'''

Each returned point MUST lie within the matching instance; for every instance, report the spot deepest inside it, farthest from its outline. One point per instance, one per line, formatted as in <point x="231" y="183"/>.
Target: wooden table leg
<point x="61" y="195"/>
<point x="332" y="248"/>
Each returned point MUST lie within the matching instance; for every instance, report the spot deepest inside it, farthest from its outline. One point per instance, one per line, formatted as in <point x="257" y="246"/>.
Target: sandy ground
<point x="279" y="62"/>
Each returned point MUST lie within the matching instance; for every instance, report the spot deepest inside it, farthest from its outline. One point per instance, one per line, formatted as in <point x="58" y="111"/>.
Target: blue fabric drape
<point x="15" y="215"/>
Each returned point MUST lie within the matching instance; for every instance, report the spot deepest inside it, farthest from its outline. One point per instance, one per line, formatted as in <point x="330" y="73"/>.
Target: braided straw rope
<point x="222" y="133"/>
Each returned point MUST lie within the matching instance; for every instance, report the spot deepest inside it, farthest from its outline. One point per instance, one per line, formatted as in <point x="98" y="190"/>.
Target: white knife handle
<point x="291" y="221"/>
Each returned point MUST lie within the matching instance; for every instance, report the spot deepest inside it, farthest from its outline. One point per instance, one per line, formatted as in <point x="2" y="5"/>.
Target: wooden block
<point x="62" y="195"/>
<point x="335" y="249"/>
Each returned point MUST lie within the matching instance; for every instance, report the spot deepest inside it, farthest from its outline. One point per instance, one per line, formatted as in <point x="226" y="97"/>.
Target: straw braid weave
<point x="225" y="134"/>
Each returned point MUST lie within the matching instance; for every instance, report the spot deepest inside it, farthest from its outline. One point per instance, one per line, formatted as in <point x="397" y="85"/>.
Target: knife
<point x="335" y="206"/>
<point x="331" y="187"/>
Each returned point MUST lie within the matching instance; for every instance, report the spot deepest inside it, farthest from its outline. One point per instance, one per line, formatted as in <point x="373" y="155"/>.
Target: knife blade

'''

What you have to do » Repeat each record word for word. Do not leave any out.

Problem solution »
Each returned point MUST lie within the matching instance; for every instance, report the spot deepest inside it, farthest from its outline. One point per instance, one per line, formatted as in <point x="231" y="183"/>.
Target: wooden table leg
<point x="61" y="195"/>
<point x="332" y="248"/>
Each returned point MUST lie within the matching instance; for every instance, report the spot deepest inside it, farthest from its outline. One point per instance, one per line, formatted as in <point x="257" y="246"/>.
Target: sandy ground
<point x="279" y="62"/>
Each returned point MUST lie within the matching instance; for every instance, report the spot deepest inside it, farthest from its outline. One point per instance, one per line, formatted as in <point x="58" y="111"/>.
Target: blue fabric drape
<point x="15" y="215"/>
Each returned point MUST lie within the matching instance; for every instance, report the spot deepest inside it, farthest from its outline. One point per instance, one per line, formatted as in <point x="330" y="73"/>.
Target: braided straw rope
<point x="222" y="133"/>
Each returned point MUST lie within the matching instance; for every instance, report the spot deepest inside it, farthest from its outline. One point per instance, one per line, formatted as in <point x="98" y="190"/>.
Target: white knife handle
<point x="291" y="221"/>
Each returned point MUST lie within the matching instance; for every instance, report the spot deepest inside it, farthest from its outline. One point per instance, one per line, formatted as in <point x="2" y="5"/>.
Target: wooden block
<point x="62" y="195"/>
<point x="335" y="249"/>
Each returned point MUST lie within the matching instance; for every instance, report the spot deepest inside it, farthest from its outline. One point per instance, one per line, formatted as in <point x="226" y="97"/>.
Target: straw braid weave
<point x="225" y="134"/>
Each returned point MUST lie within the matching instance; for every instance, report the spot deepest inside it, farthest from its outline. One point per instance, one per line, formatted as in <point x="397" y="85"/>.
Target: knife
<point x="335" y="206"/>
<point x="331" y="187"/>
Each returned point MUST lie within the matching instance; for every instance, report the spot deepest inside it, farthest from its outline. One point per instance, one per line, formatted as in <point x="373" y="155"/>.
Target: knife blade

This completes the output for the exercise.